> _Data lines_:

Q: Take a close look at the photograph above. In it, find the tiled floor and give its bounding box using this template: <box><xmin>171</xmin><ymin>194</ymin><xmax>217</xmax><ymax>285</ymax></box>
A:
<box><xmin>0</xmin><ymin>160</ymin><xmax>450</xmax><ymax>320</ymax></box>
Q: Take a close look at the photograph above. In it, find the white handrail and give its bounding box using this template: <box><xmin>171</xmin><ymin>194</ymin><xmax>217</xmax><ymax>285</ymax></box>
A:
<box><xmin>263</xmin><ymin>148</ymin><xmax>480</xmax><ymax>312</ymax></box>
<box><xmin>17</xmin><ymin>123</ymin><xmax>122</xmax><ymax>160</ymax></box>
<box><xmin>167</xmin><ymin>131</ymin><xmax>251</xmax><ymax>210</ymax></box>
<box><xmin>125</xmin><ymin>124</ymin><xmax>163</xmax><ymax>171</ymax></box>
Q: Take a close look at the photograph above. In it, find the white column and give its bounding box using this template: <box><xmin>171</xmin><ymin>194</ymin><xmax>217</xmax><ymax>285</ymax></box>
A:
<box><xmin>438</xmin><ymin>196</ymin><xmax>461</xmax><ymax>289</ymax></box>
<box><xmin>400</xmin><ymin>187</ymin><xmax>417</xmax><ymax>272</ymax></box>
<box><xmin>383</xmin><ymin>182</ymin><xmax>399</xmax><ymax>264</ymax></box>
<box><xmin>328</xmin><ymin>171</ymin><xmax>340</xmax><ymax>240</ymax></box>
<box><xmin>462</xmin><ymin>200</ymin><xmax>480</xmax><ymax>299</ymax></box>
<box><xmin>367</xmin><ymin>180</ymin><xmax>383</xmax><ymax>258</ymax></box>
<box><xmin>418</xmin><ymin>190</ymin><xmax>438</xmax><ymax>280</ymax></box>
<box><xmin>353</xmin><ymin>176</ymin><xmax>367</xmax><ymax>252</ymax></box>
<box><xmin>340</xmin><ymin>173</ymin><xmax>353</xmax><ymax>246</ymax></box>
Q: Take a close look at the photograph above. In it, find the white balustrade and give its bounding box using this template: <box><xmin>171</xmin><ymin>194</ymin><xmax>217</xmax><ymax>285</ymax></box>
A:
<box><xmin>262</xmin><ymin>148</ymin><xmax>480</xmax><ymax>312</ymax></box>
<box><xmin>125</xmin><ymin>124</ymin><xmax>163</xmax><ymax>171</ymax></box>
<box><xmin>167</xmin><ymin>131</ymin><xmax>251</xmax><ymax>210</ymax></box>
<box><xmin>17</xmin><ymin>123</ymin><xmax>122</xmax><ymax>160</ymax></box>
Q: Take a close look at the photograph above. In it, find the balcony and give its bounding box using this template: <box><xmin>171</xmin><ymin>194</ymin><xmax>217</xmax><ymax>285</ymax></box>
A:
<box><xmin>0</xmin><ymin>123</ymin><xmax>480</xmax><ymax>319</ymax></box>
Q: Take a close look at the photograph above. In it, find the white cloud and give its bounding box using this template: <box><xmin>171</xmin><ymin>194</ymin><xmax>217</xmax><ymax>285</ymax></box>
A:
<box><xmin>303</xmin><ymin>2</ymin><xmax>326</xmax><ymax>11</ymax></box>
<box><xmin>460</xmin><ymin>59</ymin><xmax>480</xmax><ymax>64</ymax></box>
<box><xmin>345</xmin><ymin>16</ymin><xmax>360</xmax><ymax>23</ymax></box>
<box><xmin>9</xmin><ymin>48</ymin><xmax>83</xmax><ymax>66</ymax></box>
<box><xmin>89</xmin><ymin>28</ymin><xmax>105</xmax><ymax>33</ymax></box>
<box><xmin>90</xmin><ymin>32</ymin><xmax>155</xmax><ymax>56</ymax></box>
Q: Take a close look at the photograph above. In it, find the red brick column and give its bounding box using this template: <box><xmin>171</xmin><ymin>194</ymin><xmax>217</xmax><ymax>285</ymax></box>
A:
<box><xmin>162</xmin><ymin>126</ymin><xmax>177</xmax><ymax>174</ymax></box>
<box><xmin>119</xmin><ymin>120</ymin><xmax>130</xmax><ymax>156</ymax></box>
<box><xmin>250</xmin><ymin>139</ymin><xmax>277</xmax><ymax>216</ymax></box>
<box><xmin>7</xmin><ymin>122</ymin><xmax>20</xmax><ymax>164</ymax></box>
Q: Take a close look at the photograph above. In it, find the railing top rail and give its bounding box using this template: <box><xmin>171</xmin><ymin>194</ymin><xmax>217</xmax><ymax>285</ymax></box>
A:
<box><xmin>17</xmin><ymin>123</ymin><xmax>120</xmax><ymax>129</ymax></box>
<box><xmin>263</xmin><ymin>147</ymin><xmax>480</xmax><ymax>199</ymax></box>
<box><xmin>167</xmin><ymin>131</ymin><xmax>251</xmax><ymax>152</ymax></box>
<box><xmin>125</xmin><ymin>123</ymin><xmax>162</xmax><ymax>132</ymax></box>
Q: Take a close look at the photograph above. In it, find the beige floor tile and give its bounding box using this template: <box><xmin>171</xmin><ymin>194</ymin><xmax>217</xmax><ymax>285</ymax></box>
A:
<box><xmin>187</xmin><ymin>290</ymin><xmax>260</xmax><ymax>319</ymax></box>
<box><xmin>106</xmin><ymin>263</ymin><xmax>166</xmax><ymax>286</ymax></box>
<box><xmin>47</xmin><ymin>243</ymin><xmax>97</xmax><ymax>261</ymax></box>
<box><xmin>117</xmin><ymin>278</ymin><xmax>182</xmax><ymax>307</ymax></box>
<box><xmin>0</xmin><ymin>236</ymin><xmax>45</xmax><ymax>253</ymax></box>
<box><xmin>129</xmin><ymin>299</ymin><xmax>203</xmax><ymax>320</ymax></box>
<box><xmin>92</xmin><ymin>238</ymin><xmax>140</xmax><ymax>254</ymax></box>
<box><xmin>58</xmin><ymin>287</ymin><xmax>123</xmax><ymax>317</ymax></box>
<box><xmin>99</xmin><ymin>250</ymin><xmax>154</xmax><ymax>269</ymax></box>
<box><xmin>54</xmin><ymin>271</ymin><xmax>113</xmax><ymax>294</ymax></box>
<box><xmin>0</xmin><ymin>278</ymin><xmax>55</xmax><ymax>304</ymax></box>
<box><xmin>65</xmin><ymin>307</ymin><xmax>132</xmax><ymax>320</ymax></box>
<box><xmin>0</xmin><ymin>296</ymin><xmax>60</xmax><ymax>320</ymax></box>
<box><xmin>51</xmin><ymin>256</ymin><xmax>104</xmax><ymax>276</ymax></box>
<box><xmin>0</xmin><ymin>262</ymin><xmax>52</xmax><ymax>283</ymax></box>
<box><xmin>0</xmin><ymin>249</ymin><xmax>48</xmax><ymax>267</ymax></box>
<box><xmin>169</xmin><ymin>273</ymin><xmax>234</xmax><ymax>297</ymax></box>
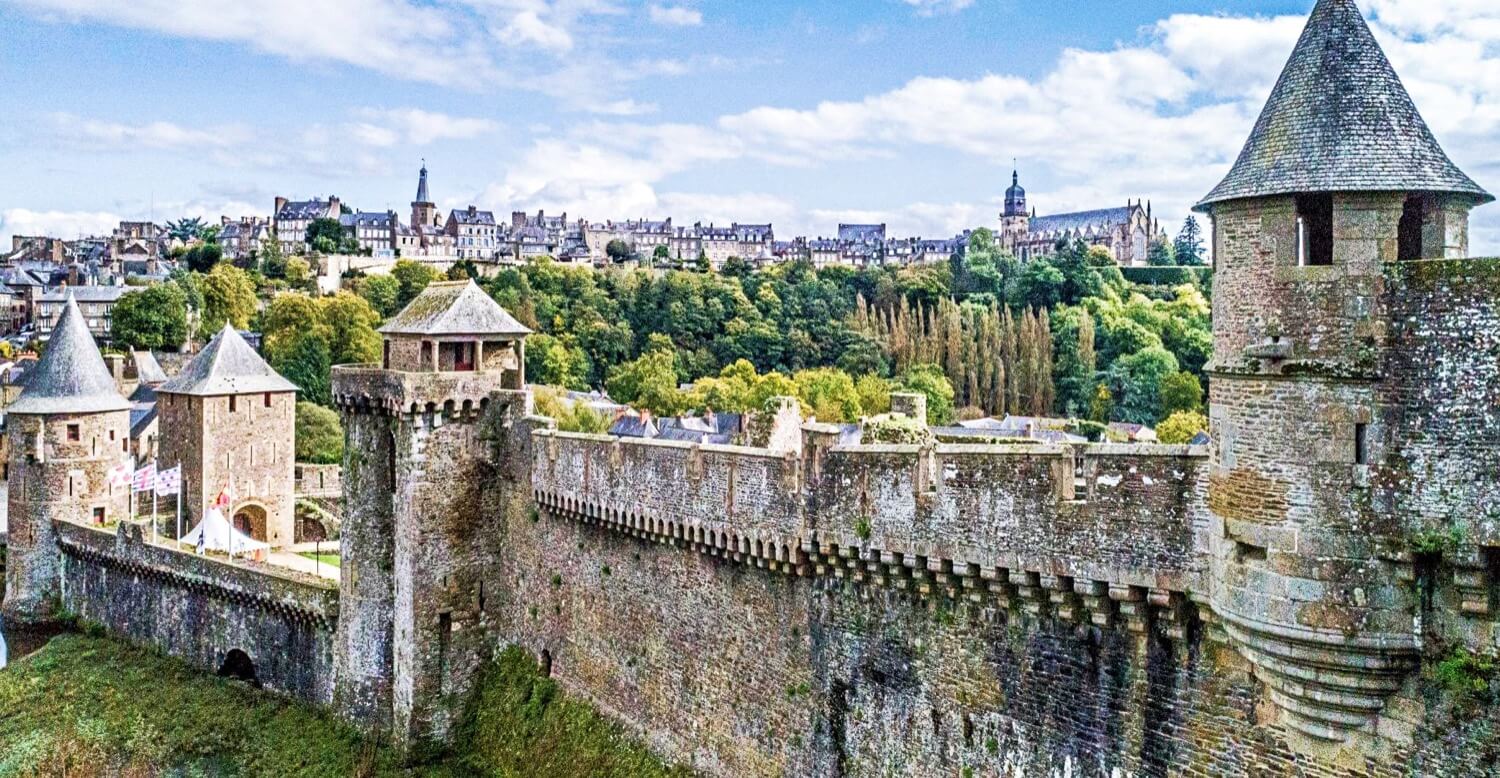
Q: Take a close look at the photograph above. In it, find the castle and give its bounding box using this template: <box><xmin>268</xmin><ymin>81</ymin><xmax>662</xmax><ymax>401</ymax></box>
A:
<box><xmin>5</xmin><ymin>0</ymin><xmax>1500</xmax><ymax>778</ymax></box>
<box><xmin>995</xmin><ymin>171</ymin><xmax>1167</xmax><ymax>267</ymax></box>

...

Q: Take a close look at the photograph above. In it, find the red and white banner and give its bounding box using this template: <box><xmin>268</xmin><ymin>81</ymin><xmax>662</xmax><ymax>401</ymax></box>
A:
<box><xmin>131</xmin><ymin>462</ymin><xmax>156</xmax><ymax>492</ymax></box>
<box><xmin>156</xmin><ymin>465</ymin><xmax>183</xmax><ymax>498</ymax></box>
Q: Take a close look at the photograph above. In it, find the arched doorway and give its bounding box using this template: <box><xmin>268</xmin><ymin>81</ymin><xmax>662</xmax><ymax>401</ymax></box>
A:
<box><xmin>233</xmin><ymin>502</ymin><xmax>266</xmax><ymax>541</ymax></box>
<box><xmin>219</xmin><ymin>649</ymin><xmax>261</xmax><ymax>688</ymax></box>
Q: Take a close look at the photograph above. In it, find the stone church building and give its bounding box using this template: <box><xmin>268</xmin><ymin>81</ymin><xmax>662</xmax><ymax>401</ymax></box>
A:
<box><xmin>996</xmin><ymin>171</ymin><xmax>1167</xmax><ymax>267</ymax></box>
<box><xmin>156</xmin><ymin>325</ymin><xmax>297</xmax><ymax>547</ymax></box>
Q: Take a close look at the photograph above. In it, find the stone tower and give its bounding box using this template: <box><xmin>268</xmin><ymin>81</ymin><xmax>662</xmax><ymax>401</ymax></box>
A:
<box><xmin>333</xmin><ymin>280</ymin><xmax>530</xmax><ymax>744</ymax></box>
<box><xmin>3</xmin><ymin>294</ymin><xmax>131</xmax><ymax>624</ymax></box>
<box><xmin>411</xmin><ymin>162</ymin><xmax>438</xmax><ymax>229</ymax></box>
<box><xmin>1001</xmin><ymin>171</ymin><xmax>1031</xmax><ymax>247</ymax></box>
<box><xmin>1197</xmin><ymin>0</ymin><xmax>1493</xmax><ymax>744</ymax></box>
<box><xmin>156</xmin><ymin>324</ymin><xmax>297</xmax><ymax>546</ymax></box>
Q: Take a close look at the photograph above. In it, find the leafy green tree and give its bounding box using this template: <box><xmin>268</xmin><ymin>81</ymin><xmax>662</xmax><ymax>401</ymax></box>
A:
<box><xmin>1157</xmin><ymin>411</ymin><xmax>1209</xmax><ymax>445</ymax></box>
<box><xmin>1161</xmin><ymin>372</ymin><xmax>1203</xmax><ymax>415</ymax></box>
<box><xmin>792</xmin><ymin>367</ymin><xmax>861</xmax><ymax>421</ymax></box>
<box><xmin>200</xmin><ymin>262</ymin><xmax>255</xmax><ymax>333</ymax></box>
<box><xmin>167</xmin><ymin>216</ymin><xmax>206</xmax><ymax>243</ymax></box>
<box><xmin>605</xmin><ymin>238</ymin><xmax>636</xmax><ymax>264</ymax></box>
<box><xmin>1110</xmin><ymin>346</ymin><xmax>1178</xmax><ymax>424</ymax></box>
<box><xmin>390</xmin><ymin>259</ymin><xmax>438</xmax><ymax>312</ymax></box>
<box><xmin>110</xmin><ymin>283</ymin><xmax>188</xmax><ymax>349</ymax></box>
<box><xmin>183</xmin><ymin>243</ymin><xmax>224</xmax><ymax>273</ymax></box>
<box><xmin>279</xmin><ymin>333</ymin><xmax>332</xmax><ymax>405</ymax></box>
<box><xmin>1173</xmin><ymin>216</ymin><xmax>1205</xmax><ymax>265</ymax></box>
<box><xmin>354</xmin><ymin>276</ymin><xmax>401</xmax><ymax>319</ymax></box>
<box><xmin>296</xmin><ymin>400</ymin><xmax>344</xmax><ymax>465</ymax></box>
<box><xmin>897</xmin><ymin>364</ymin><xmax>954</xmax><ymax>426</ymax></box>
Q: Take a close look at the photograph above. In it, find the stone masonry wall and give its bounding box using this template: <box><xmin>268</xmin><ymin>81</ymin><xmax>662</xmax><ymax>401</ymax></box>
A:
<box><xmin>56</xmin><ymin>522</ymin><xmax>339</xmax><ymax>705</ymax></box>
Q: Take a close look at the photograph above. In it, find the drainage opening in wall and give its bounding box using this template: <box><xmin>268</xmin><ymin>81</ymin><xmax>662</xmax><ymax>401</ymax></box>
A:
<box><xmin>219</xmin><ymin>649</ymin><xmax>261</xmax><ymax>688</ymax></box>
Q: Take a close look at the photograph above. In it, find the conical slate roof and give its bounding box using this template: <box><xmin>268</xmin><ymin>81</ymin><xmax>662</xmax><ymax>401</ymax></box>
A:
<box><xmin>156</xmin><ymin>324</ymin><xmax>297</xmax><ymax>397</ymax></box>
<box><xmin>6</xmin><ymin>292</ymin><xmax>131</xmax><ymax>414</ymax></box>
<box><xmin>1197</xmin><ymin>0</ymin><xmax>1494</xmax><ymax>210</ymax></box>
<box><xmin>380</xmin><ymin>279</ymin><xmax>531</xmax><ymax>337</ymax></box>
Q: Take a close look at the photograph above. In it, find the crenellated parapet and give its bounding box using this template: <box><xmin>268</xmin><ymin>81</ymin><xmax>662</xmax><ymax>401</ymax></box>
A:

> _Objective_: Extract each line of the records above that contains the word "wall" and copy it in full.

> _Full output_:
Q: Take a close look at the photograph above. In it, find the stone masonry wall and give its bounding box using this template: <box><xmin>268</xmin><ymin>81</ymin><xmax>662</xmax><ymax>401</ymax></box>
Q: Take a close look at the photograph above. In it, find the drainage opening in wall and give its bounding box using this template: <box><xmin>268</xmin><ymin>81</ymin><xmax>662</xmax><ymax>401</ymax></box>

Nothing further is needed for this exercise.